I think it was the day I realized I had become my mother. I love my mom to death, but I just can’t understand her resistance to technology. She’s a whiz at the electric can opener, but her tech savvy pretty much begins and ends there. Yes, she has a DVD player and a computer. She’s just afraid to turn them on. Yes, she has a teller card, a credit card and cable TV. She got them in 2005. Yes, she’ll use a cell phone. If you hold it to her ear for her. C’mon, really now, who could be so stuck?
Well, go back a few years, and quite apparently it was me. Print, radio, TV, outdoor? All in my creative comfort zone. Interactive? Didn’t really understand the technology, its implications for completely changing the way we converse with consumers, and I didn’t really know how to learn it.
Fortunately, however great my fear of online, it wasn’t as great as my fear of becoming a dinosaur. Or my mother.
The thing is, while I’m certainly not proud of my resistance, I’m obviously not ashamed to admit it either. I’m pretty sure I’m not the only one out there, and I know for a fact this isn’t the first time in ad history that a new medium has created upheaval leading to a fundamental shift in the creative department.
Between 1950 and 1960, television went from 10% household penetration to over 80%. Up to that point, radio ruled and the thought of advertising on television was risky business. When it was clear that television was no fly-by-night gizmo, agencies had to pioneer unknown territory. Creatives had to reinvent themselves. In fact, it was Bill Bernbach’s realization that this new, highly visual medium necessitated art directors becoming equal partners with writers that institutionalized the concept of writer/art director teams. We take it for granted now, but it was a total game changer back then.
Well, here we are again. This time, in the Internet age, with a whole world of creative opportunity linked to technology most creatives still don’t completely understand.
Unlike before though, there’s a crutch. Traditional creatives don’t have to reinvent themselves right now because they can rely on partnering with interactive agencies, interactive freelancers and siloed interactive departments within the agency.
But this is a solution anchored in division. And last I checked, division and integration were antonyms. Integration at its most potent comes from an unmistakably singular voice, look and objective. No surprise then, as we’re already seeing, that the most well-integrated ideas are coming from the most well-integrated agencies.

• • •

WRITTEN REQUEST 1: Based on the essay about advertising and technology, decide whether each statement agrees with it: (a) between 1950 and 1960, television rose from 10% household penetration to over 80%; (b) the writer's mother got a teller card, a credit card and cable TV in 2010; (c) traditional creatives must reinvent themselves right now. Answer yes or no for each and quote the words from the essay that decide it.
WRITTEN REQUEST 2: In the listing, take the part that opens with its first line and closes with the line containing "x=565, y=492", and change "Target" to "Object" there, keeping everything else the same. Reproduce only that part and leave out the pictures.
The essay and the listing come from unrelated sources.

[Excerpts of pointing data]

• • •

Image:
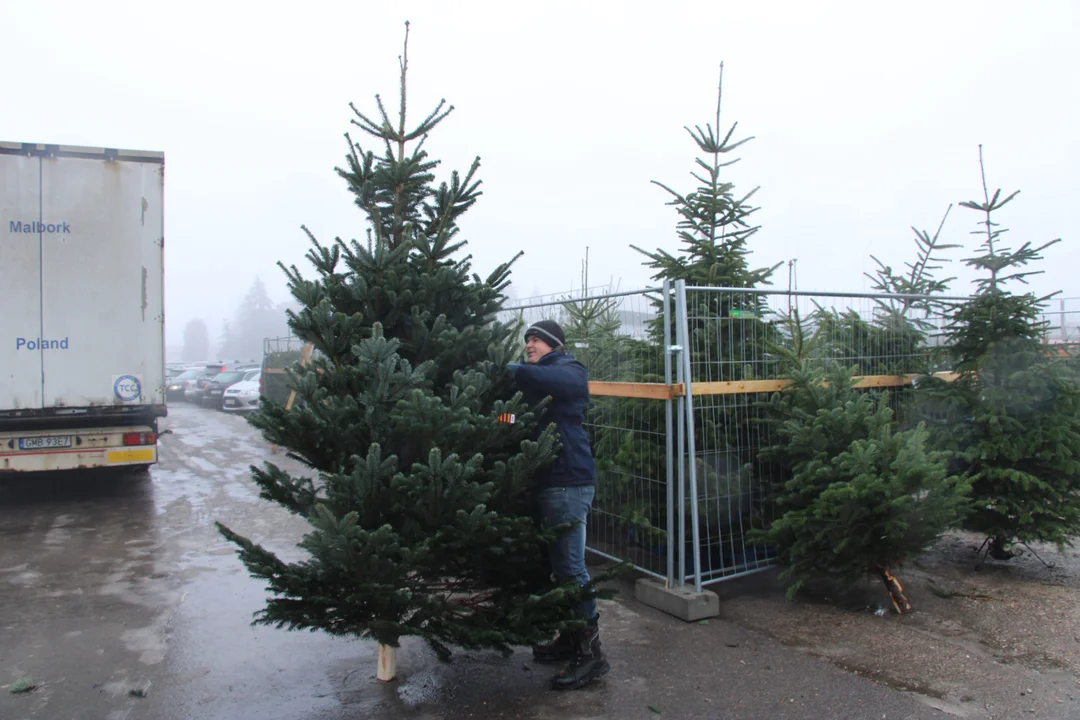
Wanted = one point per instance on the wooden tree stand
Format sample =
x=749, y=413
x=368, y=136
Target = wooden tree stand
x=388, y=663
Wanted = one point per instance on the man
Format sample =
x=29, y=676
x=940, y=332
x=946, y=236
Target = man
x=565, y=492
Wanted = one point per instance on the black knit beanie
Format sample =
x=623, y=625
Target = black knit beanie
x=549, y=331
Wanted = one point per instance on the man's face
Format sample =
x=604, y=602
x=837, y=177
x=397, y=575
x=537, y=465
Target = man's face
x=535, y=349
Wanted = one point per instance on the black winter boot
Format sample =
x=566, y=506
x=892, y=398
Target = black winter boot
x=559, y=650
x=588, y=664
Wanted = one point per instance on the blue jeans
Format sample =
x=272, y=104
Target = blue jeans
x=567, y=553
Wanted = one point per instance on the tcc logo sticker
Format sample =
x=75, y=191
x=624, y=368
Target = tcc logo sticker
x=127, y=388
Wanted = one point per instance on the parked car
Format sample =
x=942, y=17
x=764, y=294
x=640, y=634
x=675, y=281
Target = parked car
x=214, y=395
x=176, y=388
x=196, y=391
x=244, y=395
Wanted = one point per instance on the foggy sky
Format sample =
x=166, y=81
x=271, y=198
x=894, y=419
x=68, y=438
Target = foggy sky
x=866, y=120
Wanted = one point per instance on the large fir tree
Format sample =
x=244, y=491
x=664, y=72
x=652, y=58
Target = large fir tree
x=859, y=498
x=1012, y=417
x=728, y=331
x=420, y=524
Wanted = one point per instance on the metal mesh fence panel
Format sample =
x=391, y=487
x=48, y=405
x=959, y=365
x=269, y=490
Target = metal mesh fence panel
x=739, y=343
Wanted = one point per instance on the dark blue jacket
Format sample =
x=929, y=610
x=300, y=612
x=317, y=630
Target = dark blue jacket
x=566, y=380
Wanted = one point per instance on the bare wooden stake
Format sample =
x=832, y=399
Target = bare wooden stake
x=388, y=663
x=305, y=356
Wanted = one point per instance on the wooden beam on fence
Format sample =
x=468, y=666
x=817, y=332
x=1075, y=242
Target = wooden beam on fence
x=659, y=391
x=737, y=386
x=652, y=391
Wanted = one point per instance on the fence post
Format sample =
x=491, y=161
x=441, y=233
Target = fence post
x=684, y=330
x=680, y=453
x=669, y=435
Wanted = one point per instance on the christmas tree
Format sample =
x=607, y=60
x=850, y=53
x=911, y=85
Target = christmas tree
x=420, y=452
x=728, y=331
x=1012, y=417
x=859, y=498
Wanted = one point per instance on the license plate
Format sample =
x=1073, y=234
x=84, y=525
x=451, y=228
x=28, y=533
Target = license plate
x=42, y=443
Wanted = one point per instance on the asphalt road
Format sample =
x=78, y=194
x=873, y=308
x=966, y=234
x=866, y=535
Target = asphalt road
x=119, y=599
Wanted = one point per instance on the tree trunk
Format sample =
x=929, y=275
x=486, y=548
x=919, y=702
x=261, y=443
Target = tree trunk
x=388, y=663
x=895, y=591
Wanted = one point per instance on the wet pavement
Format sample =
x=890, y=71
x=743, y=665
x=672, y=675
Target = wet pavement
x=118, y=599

• • •

WRITTEN RESPONSE 1:
(a) Yes: "Between 1950 and 1960, television went from 10% household penetration to over 80%."
(b) No: "She got them in 2005."
(c) No: "Traditional creatives don’t have to reinvent themselves right now because they can rely on partnering with interactive agencies, interactive freelancers and siloed interactive departments within the agency."

WRITTEN RESPONSE 2:
Image:
Wanted = one point per instance on the wooden tree stand
Format sample =
x=749, y=413
x=368, y=136
Object = wooden tree stand
x=388, y=663
Wanted = one point per instance on the man
Format sample =
x=29, y=676
x=940, y=332
x=946, y=236
Object = man
x=565, y=492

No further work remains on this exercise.